## Required actions
a) In the book review below, write out word for word the passage between "TW/CW: Murder, attempted" and "Count me in.", inclusive.
b) Translate this sentence from the book review below into Spanish: "The Beautiful takes place in 1872 New Orleans, where a young former dressmaker named Celine arrives after fleeing Paris."

## Extract to read
───

Book Review

The Beautiful by Renée Ahdieh

TW/CW: Murder, attempted rape, beheading/separated limbs.

I deeply, deeply enjoyed The Beautiful by Renée Ahdieh. Or, a lot of it, anyway.

The Beautiful takes place in 1872 New Orleans, where a young former dressmaker named Celine arrives after fleeing Paris. She arrives with several other young women from Europe and they are all to be settled in a convent together until they marry. Celine quickly becomes drawn to a young woman named Odette, who hires Celine to make a dress for a Mardi Gras masquerade and invites her to the Court of Lions, which Odette refers to as a gambling hell for mentalists. Count me in.

In reality, the Court of Lions is a collection of inhuman beings under the purview of Le Comte de Saint Germain. At its center is the Count’s only heir, his nephew Bastien. When Celine and Bastien meet there is an undeniable chemistry between the two, even as Celine realizes that Bastien is dangerous. (To be fair, the first time she meets him he and his friend Arjun are beating a guy up in an alley. I think that it was a bad dude, but it is worth being cautious when your first interaction with a man involves him participating in/watching over the beating of another man.)

───

## Data entries
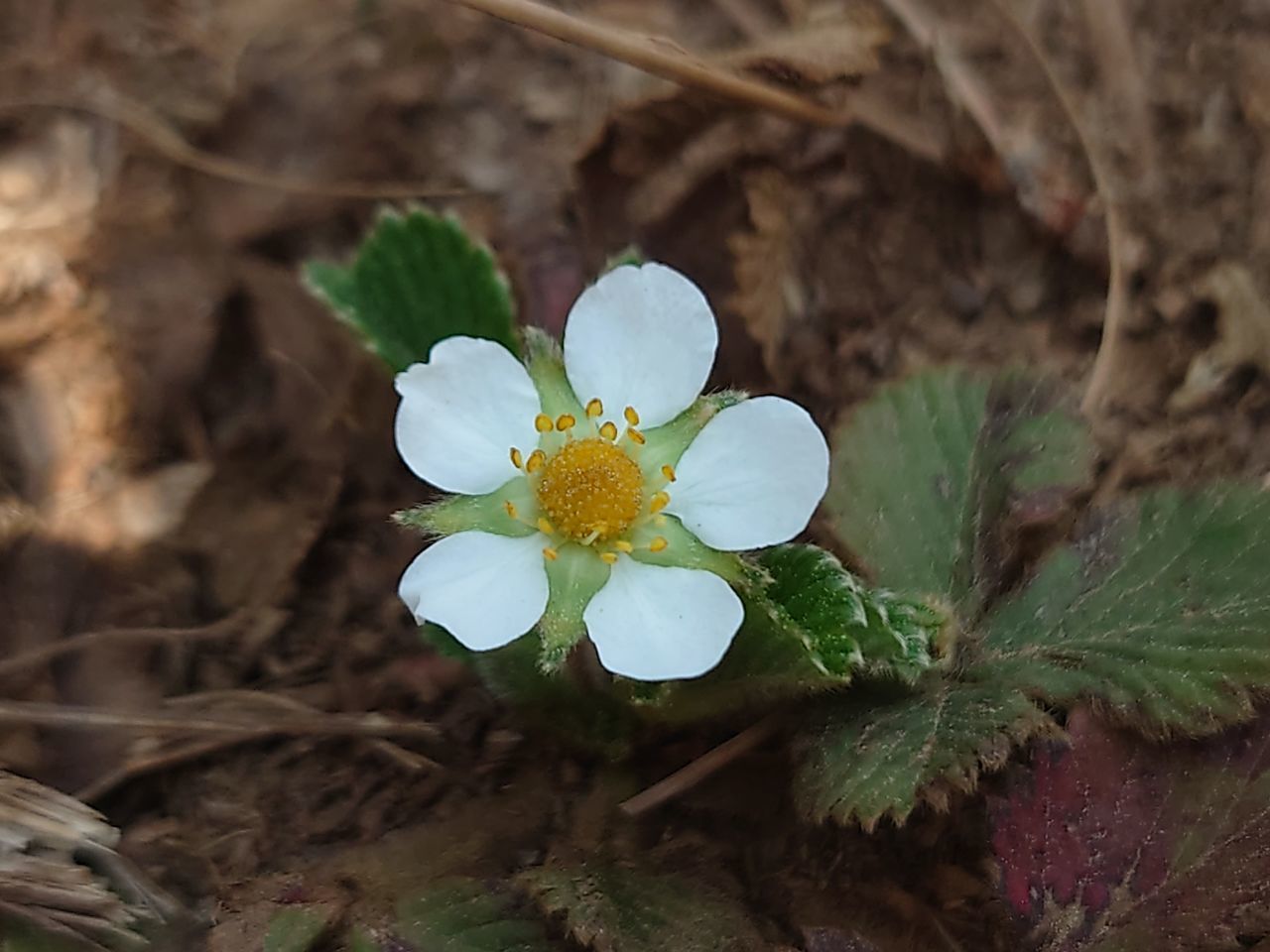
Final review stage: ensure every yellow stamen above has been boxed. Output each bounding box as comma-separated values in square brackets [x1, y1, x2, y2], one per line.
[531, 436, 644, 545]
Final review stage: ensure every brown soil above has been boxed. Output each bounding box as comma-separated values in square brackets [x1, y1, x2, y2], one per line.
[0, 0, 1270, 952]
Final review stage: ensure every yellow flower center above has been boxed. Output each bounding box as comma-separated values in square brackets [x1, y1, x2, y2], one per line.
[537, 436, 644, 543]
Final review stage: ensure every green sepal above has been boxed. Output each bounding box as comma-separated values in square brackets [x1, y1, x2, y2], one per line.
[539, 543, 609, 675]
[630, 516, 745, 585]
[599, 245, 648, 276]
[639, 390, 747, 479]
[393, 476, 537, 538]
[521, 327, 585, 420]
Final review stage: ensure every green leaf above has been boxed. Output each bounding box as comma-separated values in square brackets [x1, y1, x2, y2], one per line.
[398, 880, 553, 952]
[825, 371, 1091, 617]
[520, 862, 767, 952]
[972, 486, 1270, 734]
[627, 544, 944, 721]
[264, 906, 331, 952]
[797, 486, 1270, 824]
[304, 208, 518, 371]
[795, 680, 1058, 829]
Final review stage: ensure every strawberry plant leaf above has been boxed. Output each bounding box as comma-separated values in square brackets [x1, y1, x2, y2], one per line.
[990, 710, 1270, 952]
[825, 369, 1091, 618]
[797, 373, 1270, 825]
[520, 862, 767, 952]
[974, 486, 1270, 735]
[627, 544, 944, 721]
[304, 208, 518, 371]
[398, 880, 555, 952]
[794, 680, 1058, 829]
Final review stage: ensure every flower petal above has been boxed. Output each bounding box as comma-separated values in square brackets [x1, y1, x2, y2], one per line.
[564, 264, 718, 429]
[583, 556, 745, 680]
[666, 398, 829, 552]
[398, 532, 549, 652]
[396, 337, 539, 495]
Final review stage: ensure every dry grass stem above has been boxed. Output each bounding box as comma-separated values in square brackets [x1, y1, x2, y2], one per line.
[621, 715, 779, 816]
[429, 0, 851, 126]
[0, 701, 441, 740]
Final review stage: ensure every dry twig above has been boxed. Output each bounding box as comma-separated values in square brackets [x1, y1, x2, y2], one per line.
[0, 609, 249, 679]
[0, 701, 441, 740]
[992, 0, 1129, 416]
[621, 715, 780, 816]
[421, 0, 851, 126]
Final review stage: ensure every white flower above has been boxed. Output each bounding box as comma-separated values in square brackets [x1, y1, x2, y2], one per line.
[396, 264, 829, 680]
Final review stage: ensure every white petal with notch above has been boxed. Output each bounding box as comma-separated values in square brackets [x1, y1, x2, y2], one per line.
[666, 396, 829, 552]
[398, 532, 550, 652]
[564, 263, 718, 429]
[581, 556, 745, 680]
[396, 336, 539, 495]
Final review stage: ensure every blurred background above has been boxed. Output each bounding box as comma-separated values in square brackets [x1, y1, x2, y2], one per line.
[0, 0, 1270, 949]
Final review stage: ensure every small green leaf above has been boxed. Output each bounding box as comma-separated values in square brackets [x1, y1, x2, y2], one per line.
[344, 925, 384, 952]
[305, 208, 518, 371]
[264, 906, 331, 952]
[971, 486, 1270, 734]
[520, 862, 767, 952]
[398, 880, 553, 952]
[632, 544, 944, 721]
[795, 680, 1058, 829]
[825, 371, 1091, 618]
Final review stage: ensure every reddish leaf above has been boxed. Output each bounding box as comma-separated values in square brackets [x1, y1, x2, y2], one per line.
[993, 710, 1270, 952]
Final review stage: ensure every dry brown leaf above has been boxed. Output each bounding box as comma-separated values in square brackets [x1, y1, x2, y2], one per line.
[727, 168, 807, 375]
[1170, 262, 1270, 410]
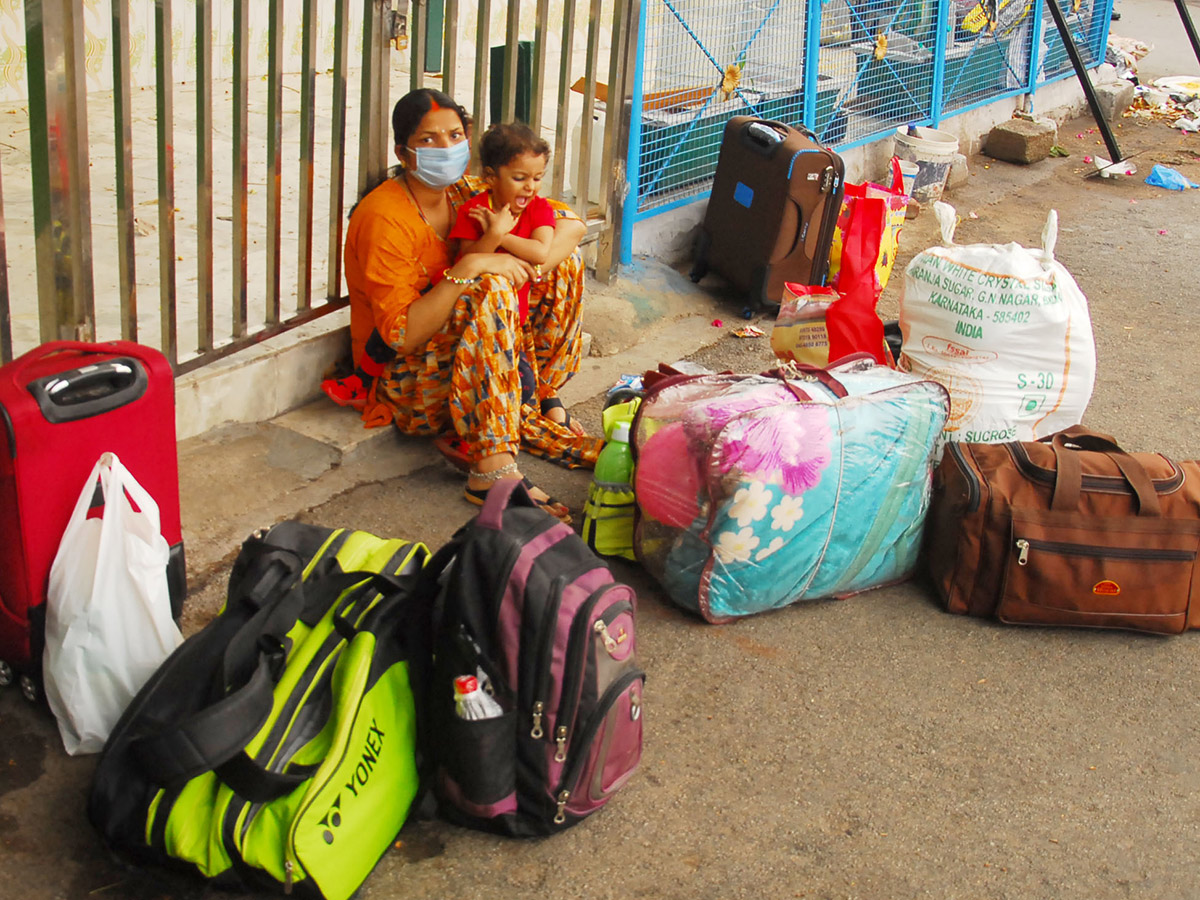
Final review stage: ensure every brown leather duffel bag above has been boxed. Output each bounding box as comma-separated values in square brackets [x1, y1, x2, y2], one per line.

───

## Full solutions
a)
TW/CW: Murder, attempted rape, beheading/separated limbs.

I deeply, deeply enjoyed The Beautiful by Renée Ahdieh. Or, a lot of it, anyway.

The Beautiful takes place in 1872 New Orleans, where a young former dressmaker named Celine arrives after fleeing Paris. She arrives with several other young women from Europe and they are all to be settled in a convent together until they marry. Celine quickly becomes drawn to a young woman named Odette, who hires Celine to make a dress for a Mardi Gras masquerade and invites her to the Court of Lions, which Odette refers to as a gambling hell for mentalists. Count me in.

b) The Beautiful transcurre en la Nueva Orleans de 1872, adonde llega una joven exmodista llamada Celine tras huir de París.